WHAT THIS TASK INVOLVES
Please quote the items below word for word, from the line containing "out the stack" through the end of the items, both included.

[Entries taken from a collection]
__________

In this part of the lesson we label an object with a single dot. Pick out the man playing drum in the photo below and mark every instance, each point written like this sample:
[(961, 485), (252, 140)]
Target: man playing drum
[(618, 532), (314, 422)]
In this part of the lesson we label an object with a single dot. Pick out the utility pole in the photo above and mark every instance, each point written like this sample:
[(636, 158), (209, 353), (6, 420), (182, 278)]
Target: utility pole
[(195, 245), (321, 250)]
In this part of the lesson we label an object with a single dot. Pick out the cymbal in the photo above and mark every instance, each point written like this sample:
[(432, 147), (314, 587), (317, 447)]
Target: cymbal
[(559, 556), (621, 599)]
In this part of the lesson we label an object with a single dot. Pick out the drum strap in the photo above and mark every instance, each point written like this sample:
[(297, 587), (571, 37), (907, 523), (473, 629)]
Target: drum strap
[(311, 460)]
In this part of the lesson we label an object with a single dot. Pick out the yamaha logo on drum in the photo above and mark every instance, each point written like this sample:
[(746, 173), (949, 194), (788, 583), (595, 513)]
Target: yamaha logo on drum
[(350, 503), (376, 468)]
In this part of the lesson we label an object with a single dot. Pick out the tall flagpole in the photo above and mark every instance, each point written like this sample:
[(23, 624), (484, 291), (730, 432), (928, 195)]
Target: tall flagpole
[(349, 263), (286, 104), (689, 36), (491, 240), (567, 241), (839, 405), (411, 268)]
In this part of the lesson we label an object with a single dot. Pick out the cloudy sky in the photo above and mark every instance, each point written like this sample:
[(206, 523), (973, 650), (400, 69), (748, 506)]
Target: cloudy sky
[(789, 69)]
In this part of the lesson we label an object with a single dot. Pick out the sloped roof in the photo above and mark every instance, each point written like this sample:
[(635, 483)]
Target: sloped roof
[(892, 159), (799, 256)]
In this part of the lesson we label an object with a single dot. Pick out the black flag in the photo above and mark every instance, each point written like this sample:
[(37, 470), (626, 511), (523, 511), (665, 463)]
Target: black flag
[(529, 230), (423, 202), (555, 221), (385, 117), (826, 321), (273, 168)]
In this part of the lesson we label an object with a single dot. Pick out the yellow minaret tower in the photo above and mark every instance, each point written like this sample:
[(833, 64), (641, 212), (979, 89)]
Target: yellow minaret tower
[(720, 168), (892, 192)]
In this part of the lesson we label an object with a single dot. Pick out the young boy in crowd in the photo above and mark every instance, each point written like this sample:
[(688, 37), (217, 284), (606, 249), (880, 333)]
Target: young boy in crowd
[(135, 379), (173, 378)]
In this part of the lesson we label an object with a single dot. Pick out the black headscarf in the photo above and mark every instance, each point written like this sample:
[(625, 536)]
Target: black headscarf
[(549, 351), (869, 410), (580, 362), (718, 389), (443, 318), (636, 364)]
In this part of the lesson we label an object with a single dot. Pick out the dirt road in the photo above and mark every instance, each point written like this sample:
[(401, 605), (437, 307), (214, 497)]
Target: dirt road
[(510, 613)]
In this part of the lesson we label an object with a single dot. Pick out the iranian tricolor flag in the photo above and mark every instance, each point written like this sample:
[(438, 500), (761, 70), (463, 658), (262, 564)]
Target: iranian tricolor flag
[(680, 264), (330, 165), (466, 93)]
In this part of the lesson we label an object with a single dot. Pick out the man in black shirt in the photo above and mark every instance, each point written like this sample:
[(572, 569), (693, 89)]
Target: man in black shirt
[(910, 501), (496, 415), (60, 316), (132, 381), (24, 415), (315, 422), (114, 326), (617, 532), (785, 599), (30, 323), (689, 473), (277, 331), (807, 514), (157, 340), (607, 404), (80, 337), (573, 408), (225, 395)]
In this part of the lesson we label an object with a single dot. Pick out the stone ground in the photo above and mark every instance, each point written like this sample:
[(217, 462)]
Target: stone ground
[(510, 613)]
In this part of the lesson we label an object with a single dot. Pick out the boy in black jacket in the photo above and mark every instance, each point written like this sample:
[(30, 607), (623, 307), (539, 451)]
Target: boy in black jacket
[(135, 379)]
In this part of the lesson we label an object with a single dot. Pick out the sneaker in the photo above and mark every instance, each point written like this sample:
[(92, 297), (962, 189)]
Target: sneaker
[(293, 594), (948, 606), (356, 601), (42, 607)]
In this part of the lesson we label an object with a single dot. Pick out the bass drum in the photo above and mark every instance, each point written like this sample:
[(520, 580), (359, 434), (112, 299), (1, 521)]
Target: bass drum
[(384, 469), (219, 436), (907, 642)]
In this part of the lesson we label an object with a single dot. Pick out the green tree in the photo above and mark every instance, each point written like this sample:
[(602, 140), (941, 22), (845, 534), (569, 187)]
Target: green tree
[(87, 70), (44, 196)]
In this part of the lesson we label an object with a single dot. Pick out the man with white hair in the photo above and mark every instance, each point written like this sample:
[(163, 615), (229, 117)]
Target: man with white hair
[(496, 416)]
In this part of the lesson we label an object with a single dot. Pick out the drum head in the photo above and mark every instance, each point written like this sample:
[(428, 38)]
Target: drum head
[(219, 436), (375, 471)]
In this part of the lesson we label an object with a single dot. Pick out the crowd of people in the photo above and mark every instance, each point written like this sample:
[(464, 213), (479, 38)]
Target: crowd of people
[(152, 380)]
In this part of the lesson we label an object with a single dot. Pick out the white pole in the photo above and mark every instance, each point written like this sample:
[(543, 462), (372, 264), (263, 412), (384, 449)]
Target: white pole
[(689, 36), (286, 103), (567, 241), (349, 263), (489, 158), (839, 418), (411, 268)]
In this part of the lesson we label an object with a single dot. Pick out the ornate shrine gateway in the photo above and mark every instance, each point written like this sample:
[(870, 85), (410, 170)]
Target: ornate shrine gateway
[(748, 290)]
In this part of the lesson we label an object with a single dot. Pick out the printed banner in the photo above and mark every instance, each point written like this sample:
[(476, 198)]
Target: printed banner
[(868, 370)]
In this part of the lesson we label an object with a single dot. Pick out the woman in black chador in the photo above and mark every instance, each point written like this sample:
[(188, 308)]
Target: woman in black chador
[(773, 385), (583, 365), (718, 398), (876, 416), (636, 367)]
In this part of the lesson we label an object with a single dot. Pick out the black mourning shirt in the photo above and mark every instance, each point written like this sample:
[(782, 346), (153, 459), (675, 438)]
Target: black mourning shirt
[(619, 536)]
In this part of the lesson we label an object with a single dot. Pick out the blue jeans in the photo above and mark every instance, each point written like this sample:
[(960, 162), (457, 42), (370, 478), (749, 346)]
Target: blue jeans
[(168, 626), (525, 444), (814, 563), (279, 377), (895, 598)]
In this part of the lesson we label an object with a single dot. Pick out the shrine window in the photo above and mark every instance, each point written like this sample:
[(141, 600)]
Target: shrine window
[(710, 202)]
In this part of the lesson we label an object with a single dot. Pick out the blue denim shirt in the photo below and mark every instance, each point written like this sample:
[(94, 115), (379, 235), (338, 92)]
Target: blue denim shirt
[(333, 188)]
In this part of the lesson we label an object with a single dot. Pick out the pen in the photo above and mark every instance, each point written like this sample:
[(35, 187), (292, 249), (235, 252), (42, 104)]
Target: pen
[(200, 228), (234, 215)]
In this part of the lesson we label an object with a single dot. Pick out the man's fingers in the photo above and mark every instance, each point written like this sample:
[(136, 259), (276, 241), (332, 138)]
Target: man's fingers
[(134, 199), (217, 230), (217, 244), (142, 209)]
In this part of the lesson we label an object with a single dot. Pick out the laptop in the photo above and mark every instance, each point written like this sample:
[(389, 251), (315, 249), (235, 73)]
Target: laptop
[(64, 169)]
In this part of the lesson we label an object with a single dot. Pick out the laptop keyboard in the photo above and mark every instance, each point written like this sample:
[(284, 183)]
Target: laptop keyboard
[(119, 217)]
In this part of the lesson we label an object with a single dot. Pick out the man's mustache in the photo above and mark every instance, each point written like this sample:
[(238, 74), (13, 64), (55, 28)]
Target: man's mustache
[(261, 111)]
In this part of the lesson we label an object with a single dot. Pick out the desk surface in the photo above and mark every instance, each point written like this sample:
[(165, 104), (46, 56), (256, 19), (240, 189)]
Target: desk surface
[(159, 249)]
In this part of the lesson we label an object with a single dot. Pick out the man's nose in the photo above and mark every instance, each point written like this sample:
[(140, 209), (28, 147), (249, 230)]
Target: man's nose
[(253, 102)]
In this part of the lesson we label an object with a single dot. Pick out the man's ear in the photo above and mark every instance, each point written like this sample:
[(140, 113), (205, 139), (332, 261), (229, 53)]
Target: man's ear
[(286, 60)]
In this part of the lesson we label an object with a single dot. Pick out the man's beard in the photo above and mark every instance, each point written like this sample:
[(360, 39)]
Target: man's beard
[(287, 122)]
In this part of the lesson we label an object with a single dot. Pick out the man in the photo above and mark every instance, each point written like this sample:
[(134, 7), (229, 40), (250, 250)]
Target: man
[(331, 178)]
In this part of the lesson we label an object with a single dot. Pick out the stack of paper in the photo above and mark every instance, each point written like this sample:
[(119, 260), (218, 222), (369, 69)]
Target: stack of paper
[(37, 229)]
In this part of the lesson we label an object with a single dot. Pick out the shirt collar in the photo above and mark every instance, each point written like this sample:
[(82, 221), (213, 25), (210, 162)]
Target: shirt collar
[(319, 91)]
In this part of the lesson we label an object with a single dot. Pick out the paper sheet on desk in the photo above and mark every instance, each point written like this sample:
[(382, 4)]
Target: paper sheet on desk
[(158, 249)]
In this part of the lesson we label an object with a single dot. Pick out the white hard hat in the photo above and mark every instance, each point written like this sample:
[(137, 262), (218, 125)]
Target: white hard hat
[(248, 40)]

__________

COMPLETE ANSWER
In this part of the lesson we label an object with a single dot. Pick out the stack of paper in the photo above and mark every instance, each point written like this sample:
[(119, 260), (218, 222), (369, 69)]
Target: stack of paper
[(37, 229)]
In this part of the lesson we label an object with a single dot. Pick out the shirt collar in the photo above and mark every instance, each point written like this sample:
[(82, 221), (213, 25), (210, 162)]
Target: shirt collar
[(319, 91)]
In this part of the lesson we label an object with a single dot. Pick out the paper sheet on desk in the photo above and mark every instance, each point written like this sample:
[(382, 4)]
Target: paper sheet on desk
[(158, 249)]
In this part of the lesson we label an object with a single dot. Pick out the white hard hat in the photo above and mark every instance, each point written like this sample:
[(137, 262), (218, 125)]
Target: white hard hat
[(248, 40)]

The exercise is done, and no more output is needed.